AUSZUG:
Derartige Widersprüchlichkeiten in der Persönlichkeit verweisen fast immer auf etwas Größeres im Menschen, das darum kämpft ans Tageslicht zu gelangen. In diesem Sinne ist die Widersprüchlichkeit in Professor Levitans Verhaltens ein Indiz für den Abwehrkampf, den das oberflächliche Alltagsbewusstsein gegen die erwachende tiefere Existenz in ihm führt. Siehe dazu unten „Die vielschichtige Existenz Herrn Levitans“.
 Der Professor Levitan im Berlin der zwanziger Jahre erscheint hingegen als äußerst weltgewandt, im Leben stehend, mit einem Überschuss an Lebensenergie, Willenskraft und innerer Festigkeit – Eigenschaften, die er wie im Falle Erich Kästners gern zum Wohle anderer Menschen einsetzt. Zu Professor Levitans Wirken im Berlin der zwanziger Jahre siehe auch Glossar „Erich Kästner, alias Geist aus der Decke“, Unterkapitel „Die enge Freundschaft Erich Kästners und Leo Levitans“. Wie erklären sich diese zwei verschiedenen Persönlichkeiten Leo Levitans?

ARBEITSANWEISUNGEN:
**A)** Geben Sie aus dem Auszug über Professor Levitan den Abschnitt wortgetreu wieder, der mit den Worten „Der Professor Levitan“ beginnt und mit „Persönlichkeiten Leo Levitans?“ schließt.
**B)** Nennen Sie jede Zeile der Einträge, die das Wort „instance“ enthält, und übernehmen Sie sie unverändert.
Der Auszug und die Einträge stammen aus unterschiedlichen Quellen.

EINTRÄGE AUS QUELLEN:
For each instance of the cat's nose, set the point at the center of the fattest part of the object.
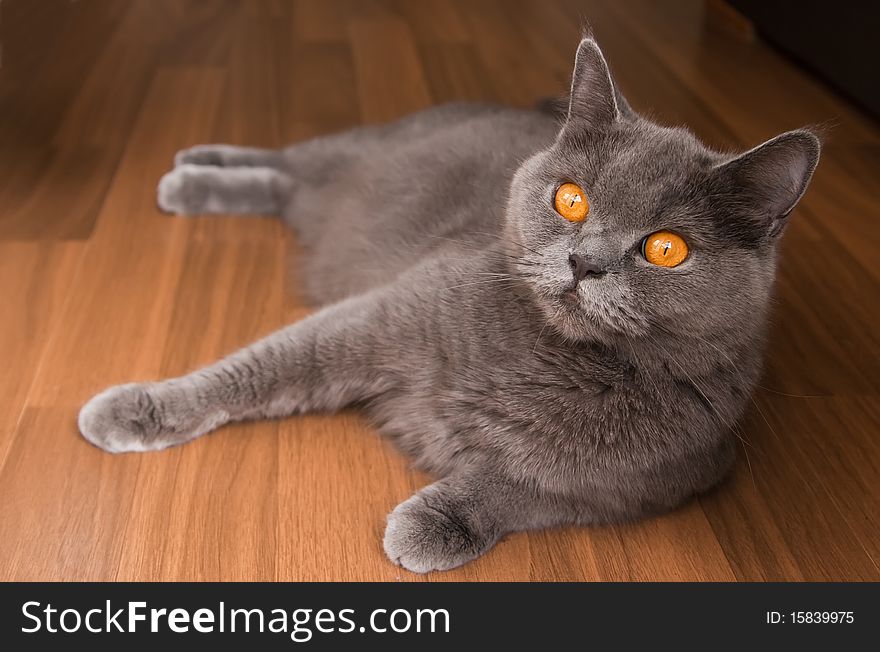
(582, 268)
...
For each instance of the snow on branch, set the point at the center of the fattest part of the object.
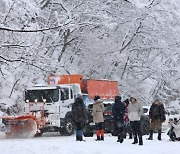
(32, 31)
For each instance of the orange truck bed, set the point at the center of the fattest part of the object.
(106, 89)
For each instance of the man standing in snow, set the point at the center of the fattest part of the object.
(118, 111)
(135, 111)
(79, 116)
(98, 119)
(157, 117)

ANTWORTEN JE AUFGABE:
**A)**
Der Professor Levitan im Berlin der zwanziger Jahre erscheint hingegen als äußerst weltgewandt, im Leben stehend, mit einem Überschuss an Lebensenergie, Willenskraft und innerer Festigkeit – Eigenschaften, die er wie im Falle Erich Kästners gern zum Wohle anderer Menschen einsetzt. Zu Professor Levitans Wirken im Berlin der zwanziger Jahre siehe auch Glossar „Erich Kästner, alias Geist aus der Decke“, Unterkapitel „Die enge Freundschaft Erich Kästners und Leo Levitans“. Wie erklären sich diese zwei verschiedenen Persönlichkeiten Leo Levitans?

**B)**
For each instance of the cat's nose, set the point at the center of the fattest part of the object.
For each instance of the snow on branch, set the point at the center of the fattest part of the object.
For each instance of the orange truck bed, set the point at the center of the fattest part of the object.
For each instance of the man standing in snow, set the point at the center of the fattest part of the object.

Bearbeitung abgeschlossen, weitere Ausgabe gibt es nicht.